__Work task__: Where the records below reach the line containing "Every instance gets one point. Tag the egg", start transcribing, and end with the line containing "Every instance gets one point. Tag the vertical", exactly and with nothing else added.

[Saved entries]
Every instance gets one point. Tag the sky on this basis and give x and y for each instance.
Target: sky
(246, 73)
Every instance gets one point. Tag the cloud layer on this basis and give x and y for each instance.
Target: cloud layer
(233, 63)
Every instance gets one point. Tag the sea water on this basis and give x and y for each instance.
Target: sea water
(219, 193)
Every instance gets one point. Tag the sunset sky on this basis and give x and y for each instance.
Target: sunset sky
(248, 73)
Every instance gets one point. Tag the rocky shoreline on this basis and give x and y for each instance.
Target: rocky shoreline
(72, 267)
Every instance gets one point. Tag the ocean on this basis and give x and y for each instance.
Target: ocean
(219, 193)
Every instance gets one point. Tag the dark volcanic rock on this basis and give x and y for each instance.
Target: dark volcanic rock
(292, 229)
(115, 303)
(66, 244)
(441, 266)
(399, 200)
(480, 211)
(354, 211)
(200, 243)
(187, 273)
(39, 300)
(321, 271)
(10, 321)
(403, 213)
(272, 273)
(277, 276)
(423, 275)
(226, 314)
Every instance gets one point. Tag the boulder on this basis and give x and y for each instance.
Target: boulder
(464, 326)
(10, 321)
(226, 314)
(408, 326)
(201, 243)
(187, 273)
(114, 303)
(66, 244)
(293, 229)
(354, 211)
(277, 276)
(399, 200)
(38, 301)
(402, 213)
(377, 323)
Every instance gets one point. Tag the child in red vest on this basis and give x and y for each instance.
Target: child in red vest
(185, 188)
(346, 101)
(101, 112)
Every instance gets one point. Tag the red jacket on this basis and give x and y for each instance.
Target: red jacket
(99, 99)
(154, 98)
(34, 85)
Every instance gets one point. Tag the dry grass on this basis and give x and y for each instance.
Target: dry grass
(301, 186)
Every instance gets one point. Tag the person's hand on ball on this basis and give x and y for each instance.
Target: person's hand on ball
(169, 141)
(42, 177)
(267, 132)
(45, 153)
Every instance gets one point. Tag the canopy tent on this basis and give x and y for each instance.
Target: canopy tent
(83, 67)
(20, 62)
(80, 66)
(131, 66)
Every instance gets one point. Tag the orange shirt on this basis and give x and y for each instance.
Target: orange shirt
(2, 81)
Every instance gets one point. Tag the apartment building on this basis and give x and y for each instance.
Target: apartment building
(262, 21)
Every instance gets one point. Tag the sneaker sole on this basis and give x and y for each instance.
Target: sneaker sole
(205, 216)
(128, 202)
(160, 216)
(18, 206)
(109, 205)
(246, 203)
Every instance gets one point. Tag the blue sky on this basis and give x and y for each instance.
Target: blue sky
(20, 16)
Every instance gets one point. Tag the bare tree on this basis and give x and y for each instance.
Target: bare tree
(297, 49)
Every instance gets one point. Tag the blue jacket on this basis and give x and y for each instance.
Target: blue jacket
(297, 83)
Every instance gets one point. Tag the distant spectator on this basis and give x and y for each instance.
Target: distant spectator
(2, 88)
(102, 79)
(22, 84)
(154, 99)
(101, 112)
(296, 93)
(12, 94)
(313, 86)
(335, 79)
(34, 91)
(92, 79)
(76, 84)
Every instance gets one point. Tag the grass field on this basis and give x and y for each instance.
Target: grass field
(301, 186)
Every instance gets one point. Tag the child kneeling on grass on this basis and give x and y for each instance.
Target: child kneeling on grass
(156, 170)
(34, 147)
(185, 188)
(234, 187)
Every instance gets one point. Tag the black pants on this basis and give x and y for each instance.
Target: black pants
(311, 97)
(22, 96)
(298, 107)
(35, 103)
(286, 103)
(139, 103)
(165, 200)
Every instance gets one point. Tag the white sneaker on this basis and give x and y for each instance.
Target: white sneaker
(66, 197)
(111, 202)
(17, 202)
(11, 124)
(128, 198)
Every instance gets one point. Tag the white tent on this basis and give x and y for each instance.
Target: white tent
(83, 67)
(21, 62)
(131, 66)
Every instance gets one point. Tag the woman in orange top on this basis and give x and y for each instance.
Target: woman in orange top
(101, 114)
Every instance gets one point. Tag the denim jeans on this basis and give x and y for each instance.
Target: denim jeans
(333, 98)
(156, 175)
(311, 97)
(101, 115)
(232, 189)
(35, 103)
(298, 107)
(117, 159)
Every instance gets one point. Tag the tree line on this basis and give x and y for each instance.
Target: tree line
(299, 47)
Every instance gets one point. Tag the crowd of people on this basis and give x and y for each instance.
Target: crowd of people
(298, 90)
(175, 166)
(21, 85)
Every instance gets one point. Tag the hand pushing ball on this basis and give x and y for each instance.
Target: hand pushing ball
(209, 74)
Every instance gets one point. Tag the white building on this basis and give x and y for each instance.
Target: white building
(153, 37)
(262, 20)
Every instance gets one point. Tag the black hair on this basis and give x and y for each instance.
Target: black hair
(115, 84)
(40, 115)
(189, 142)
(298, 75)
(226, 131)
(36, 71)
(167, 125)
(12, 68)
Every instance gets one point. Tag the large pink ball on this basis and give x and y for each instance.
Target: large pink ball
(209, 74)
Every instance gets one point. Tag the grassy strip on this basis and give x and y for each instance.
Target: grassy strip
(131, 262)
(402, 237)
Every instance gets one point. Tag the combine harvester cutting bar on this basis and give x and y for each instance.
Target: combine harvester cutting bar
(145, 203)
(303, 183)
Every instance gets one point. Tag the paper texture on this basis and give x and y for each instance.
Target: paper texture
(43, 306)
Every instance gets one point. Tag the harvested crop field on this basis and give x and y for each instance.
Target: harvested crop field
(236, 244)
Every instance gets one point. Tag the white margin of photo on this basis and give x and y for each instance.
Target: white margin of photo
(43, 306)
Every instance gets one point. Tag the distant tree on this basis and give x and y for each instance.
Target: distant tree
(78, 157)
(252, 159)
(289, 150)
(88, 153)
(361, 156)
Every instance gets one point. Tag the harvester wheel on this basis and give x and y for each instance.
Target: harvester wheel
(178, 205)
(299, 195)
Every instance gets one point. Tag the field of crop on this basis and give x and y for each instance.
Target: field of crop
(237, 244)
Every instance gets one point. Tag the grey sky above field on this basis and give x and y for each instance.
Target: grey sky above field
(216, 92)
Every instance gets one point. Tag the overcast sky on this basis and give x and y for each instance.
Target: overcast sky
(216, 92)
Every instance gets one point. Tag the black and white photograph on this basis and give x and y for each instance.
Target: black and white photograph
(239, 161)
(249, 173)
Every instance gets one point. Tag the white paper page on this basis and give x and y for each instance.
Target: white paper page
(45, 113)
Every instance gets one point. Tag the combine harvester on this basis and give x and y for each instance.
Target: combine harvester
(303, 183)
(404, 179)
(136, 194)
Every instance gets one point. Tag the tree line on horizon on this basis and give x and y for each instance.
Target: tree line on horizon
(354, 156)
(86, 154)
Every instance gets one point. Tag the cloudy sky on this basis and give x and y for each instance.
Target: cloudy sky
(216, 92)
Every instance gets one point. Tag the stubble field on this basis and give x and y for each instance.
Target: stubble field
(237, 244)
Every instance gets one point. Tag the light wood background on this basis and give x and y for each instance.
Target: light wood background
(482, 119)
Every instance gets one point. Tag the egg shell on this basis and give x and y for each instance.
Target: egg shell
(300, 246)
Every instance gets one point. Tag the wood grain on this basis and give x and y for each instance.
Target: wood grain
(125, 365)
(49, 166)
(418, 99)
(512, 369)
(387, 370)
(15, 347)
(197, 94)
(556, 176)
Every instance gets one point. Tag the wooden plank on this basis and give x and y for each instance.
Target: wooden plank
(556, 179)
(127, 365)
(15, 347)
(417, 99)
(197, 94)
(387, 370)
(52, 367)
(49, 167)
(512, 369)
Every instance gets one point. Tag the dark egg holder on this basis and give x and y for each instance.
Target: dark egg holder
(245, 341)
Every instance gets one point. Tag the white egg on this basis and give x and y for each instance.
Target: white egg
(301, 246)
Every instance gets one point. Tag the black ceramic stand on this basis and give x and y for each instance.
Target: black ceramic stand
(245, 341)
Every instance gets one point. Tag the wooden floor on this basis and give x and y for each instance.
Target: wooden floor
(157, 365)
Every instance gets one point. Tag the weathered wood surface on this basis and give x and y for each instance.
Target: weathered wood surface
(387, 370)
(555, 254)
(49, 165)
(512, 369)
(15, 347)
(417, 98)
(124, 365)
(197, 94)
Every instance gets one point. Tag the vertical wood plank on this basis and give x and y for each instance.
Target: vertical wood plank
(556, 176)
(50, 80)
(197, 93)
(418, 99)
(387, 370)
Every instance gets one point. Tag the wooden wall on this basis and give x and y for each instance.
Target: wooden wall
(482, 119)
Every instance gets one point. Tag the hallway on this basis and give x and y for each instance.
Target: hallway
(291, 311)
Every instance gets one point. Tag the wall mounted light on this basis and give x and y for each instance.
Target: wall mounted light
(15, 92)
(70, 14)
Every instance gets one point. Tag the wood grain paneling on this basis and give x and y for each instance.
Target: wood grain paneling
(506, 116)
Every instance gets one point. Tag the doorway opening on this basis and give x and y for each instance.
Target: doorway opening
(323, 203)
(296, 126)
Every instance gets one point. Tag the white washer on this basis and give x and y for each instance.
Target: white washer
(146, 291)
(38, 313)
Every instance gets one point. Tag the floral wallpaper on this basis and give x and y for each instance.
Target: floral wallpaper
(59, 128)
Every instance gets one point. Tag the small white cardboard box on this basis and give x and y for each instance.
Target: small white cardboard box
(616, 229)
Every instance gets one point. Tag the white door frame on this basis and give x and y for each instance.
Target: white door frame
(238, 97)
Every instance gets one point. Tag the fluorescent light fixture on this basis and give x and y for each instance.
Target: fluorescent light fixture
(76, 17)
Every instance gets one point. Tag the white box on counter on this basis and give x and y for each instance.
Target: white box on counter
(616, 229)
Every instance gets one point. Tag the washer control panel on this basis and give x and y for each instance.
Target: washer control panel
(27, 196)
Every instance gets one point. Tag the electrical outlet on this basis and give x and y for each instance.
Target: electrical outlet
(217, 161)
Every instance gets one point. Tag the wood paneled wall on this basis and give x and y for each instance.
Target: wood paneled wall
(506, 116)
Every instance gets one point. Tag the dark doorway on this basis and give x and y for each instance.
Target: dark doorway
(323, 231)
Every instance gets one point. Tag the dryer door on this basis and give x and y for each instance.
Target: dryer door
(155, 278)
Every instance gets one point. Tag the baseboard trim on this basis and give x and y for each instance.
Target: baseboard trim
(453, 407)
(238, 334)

__Exercise response__:
Every instance gets one point. Tag the egg shell on this basis and give x and y for each instance.
Target: egg shell
(300, 246)
Every instance gets one point. Tag the wood grain on this basis and give x and y for each instance.
Target: wood grain
(125, 365)
(49, 166)
(418, 99)
(512, 369)
(387, 370)
(15, 347)
(197, 94)
(556, 176)
Every instance gets one point. Tag the wooden plank on this basis and give x and y for each instance.
Target: wooden plank
(556, 179)
(127, 365)
(15, 347)
(417, 99)
(197, 94)
(387, 370)
(52, 367)
(49, 167)
(512, 369)
Every instance gets one point. Tag the dark egg holder on this basis and give x and y for each instance.
Target: dark egg holder
(245, 341)
Every instance gets one point. Tag the white egg on this basis and give x and y for each instance.
Target: white egg
(301, 246)
Every instance gets one point. Tag the black ceramic stand on this basis and give x and y for each instance.
Target: black ceramic stand
(245, 341)
Every instance gets one point. Tag the wooden floor on this basis and give x and y for each instance.
Target: wooden floor
(157, 365)
Every instance gets one point. Tag the weathered wood surface on this basis and give x and y for each instance.
Target: weathered wood surface
(387, 370)
(555, 254)
(49, 165)
(512, 369)
(15, 347)
(417, 98)
(124, 365)
(197, 94)
Every instance gets one point. Tag the vertical wood plank on this basis and give x and y for each instance.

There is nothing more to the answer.